| INFORMATION SHOWN |
########################################

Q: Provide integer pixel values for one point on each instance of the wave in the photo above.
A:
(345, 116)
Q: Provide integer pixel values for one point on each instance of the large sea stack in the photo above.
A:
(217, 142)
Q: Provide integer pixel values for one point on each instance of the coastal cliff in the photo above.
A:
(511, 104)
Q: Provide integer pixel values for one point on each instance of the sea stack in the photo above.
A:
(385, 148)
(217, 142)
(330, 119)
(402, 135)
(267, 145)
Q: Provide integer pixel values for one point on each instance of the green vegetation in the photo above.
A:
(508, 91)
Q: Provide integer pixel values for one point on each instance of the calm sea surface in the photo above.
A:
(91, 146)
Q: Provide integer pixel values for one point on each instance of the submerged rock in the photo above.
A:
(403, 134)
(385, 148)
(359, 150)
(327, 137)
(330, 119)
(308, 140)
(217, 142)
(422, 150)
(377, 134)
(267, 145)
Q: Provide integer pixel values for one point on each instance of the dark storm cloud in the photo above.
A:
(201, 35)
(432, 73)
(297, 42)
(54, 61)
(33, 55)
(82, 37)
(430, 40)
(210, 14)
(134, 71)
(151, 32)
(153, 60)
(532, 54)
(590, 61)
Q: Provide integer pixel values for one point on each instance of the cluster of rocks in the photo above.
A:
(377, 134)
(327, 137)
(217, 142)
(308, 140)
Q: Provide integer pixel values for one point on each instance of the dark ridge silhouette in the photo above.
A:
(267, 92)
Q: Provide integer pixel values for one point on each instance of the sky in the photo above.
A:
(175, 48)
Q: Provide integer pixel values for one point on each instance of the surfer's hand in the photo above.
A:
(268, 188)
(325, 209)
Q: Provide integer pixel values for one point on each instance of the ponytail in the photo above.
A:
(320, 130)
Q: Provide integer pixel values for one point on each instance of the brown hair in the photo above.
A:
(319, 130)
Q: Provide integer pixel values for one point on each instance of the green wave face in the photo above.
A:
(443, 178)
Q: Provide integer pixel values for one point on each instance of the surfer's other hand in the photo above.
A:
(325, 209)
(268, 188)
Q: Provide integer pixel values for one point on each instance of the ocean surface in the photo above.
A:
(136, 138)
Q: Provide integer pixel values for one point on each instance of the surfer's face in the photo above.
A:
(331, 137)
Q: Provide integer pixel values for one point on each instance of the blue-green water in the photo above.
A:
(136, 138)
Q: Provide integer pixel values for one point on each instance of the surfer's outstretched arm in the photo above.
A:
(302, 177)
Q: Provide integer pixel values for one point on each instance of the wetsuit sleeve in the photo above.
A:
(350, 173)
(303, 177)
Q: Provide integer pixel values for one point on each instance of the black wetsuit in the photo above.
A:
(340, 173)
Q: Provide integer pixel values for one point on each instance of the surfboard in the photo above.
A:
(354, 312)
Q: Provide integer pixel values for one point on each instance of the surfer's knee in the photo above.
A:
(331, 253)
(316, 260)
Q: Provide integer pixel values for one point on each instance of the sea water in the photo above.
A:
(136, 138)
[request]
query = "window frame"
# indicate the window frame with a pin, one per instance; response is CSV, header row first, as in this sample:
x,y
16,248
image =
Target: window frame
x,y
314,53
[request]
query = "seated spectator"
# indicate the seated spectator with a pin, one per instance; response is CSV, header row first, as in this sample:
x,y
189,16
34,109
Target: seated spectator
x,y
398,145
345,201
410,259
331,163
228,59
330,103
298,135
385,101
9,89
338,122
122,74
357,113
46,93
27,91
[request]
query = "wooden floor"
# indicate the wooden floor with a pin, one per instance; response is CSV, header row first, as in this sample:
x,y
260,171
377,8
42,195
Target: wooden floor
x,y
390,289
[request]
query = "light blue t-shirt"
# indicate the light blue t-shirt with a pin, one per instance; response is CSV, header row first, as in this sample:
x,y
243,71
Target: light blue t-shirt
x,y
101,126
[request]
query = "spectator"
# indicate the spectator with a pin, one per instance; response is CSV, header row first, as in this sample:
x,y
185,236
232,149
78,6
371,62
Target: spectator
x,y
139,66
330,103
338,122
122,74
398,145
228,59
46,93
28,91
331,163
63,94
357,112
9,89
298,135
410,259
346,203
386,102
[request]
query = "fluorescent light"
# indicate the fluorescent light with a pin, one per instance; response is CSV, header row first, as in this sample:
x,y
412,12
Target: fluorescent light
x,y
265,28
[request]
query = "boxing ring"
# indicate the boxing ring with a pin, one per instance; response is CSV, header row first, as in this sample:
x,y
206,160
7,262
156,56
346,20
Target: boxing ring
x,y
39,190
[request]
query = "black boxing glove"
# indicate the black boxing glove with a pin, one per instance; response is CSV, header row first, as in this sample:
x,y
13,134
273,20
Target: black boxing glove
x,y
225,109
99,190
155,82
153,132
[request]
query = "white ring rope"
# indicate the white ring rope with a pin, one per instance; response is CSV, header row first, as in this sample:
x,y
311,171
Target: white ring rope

########################################

| GIVEN REQUEST |
Please pick out and copy every line in the listing above that contains the word "fluorescent". Case counts when matching.

| CORRECT ANSWER |
query = "fluorescent light"
# indicate the fluorescent light with a pin, one per instance; response is CSV, header row first, as in this sample:
Target: fluorescent light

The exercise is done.